百年に一度の不況と言われ、それに加え、私と同じような境遇の方の就職が厳しい昨今、その素晴らしい、すごい力を持っている方々にも参加していただきたいです。そして、まだまだ知名度の低いアビリンピックを、一般の方々や企業の方々にも注目される場であって欲しいと願うと同時に、「重度の視覚障がい者でも、できる仕事がある。」ということを一緒にアピールしていきたいです。私自身が全盲ということもあり、自分の障害について語ってしまいましたが、他の障がいをお持ちの方にも同じことが言えると思っています。やればできる!


参考:
厚生労働省(平成18年現在 ※5年に一度の集計)
日本全国で視覚に障がいを持つ人口はおよそ31万人と言われています。
そんな方々を支援するプロジェクトが日本IBM「東京基礎研究所」で行われています。この ”ソーシャル・アクセシビリティ・プロジェクト” はユーザやボランティアの方々や大学、障がい者支援組織の協力を得て研究されています。2008年には世界のIBM研究機関の中でこの「東京基礎研究所」がアクセシビリティ研究の正式なリーダーとなっています。

元データ:
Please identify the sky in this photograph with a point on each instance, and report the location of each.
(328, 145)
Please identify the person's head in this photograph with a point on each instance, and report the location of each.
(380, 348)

やること: アビリンピックと視覚障がい者の就労についての文章を、最後の文の後から書き継いでください。 データは別の出典から取ったものです。

結果:
Webサイト:http://sa.watson.ibm.com/ja

※優秀な成績を収めたY.Hさんには、平成22年10月に神奈川県(横浜市)で開催される“アビリンピック全国大会”への出場資格が与えられました。本当におめでとうございます。CML, LLcはこれからも頑張る人を応援します。

※CML,LLc にてトレーナー経験を重ね、コンピュータを教える"トレーナー第1号"として、「東京都視覚障害者生活支援センター」に勤務が決定しました。
Y.Hさん、☆おめでとうございます!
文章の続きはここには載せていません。